_Given instruction_: Update the stretch from the line containing "Spot the handbag" through the end of the items below by replacing "Spot" with "Locate", leaving everything else unchanged. Reproduce only that stretch.

-- Begin Supplied material --

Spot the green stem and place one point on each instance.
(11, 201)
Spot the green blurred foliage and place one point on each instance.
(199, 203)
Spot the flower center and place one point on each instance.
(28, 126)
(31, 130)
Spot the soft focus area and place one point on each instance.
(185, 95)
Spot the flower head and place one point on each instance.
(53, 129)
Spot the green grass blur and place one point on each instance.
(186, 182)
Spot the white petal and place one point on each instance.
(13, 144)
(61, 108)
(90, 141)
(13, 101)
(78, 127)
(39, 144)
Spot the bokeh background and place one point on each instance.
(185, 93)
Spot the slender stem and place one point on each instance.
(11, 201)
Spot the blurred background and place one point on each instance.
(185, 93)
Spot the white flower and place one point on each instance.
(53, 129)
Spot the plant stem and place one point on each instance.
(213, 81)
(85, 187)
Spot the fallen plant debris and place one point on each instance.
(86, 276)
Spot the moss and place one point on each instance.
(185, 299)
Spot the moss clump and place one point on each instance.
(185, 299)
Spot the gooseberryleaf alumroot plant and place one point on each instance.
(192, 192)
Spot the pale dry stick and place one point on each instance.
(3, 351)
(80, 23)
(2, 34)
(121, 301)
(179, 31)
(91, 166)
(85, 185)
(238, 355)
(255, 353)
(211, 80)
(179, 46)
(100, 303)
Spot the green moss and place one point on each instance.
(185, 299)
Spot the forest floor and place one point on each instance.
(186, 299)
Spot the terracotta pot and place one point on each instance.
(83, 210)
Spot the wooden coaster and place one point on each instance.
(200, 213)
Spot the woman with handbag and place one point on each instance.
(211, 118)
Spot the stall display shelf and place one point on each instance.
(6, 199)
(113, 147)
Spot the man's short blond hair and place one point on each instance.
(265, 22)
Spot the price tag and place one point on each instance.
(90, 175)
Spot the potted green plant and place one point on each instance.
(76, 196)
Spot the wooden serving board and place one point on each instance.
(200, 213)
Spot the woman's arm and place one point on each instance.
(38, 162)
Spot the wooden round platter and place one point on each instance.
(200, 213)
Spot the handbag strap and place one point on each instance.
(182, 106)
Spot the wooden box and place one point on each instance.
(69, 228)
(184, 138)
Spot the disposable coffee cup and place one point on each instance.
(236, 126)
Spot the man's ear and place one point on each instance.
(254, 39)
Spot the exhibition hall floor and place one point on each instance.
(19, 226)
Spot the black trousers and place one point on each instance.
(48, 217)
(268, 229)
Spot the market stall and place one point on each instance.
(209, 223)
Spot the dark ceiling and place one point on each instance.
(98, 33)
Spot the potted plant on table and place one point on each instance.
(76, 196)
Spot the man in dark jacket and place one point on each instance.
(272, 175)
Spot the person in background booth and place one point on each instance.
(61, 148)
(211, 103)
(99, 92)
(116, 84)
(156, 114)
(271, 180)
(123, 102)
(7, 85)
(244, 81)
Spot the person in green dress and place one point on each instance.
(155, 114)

-- End Supplied material --

_Response to this task_:
Locate the handbag strap and place one point on each instance.
(182, 106)
Locate the wooden box and place one point on each instance.
(69, 228)
(184, 138)
Locate the disposable coffee cup and place one point on each instance.
(236, 126)
Locate the man's ear and place one point on each instance.
(254, 39)
Locate the exhibition hall floor and place one point on each instance.
(19, 226)
Locate the black trousers and place one point on each instance.
(48, 217)
(268, 229)
Locate the market stall and place one point on each instance.
(209, 223)
Locate the dark ceiling and place one point on each instance.
(98, 33)
Locate the potted plant on table and place one point on each instance.
(76, 196)
Locate the man in dark jacket and place one point on each instance.
(272, 175)
Locate the person in background booth and place one point on each instance.
(61, 148)
(211, 103)
(99, 92)
(116, 84)
(156, 114)
(271, 180)
(123, 102)
(7, 85)
(244, 81)
Locate the person in green dress and place one point on each instance.
(155, 114)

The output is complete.